* CHALLENGE: Set down every entry word for word. Omit the pictures.
** start DATASET **
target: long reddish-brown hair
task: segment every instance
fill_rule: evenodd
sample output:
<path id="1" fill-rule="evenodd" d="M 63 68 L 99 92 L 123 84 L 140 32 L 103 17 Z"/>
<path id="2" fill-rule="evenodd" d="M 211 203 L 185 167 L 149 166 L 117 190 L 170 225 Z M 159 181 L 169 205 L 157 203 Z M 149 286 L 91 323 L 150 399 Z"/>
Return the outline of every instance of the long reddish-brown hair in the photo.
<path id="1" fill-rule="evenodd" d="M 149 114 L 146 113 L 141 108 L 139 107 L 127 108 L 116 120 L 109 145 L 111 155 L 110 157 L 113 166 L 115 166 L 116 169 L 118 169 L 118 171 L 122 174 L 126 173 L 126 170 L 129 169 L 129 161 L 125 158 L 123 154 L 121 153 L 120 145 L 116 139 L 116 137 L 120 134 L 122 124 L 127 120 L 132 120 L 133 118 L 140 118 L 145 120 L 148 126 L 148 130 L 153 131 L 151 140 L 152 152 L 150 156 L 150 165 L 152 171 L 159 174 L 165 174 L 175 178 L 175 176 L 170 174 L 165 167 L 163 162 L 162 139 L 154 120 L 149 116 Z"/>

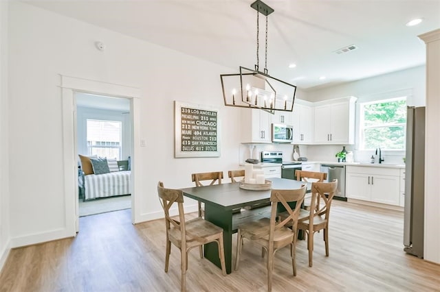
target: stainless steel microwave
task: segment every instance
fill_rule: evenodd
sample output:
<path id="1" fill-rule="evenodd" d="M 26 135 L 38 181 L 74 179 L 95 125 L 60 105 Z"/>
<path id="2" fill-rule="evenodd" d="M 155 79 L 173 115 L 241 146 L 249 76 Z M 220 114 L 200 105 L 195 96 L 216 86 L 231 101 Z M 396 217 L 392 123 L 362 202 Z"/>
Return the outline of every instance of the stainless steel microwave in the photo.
** end DATASET **
* SOLUTION TO THIS TASK:
target: long reddish-brown hair
task: segment every instance
fill_rule: evenodd
sample output:
<path id="1" fill-rule="evenodd" d="M 63 68 L 99 92 L 123 84 L 140 32 L 103 17 Z"/>
<path id="2" fill-rule="evenodd" d="M 211 203 L 185 167 L 149 166 L 117 190 L 170 225 Z M 159 181 L 169 205 L 157 203 Z M 149 286 L 91 323 L 150 399 Z"/>
Return the outline of every instance of the long reddish-brown hair in the photo.
<path id="1" fill-rule="evenodd" d="M 149 114 L 146 113 L 141 108 L 139 107 L 127 108 L 116 120 L 109 145 L 111 155 L 110 157 L 113 166 L 115 166 L 116 169 L 118 169 L 118 171 L 122 174 L 126 173 L 126 170 L 129 169 L 129 161 L 125 158 L 123 154 L 121 153 L 120 145 L 116 139 L 116 137 L 120 134 L 122 124 L 127 120 L 132 120 L 133 118 L 140 118 L 145 120 L 148 126 L 148 130 L 153 131 L 151 140 L 152 152 L 150 156 L 150 165 L 152 171 L 159 174 L 165 174 L 175 178 L 175 176 L 170 174 L 165 167 L 163 162 L 162 139 L 154 120 L 149 116 Z"/>

target: stainless steel microwave
task: segment every instance
fill_rule: evenodd
sample output:
<path id="1" fill-rule="evenodd" d="M 26 135 L 38 181 L 74 179 L 95 125 L 60 105 Z"/>
<path id="2" fill-rule="evenodd" d="M 155 79 L 173 115 L 241 146 L 249 76 Z M 220 114 L 200 105 L 195 96 L 216 86 L 231 101 Z M 396 217 L 392 123 L 362 202 Z"/>
Return the outline of every instance of the stainless steel microwave in the photo.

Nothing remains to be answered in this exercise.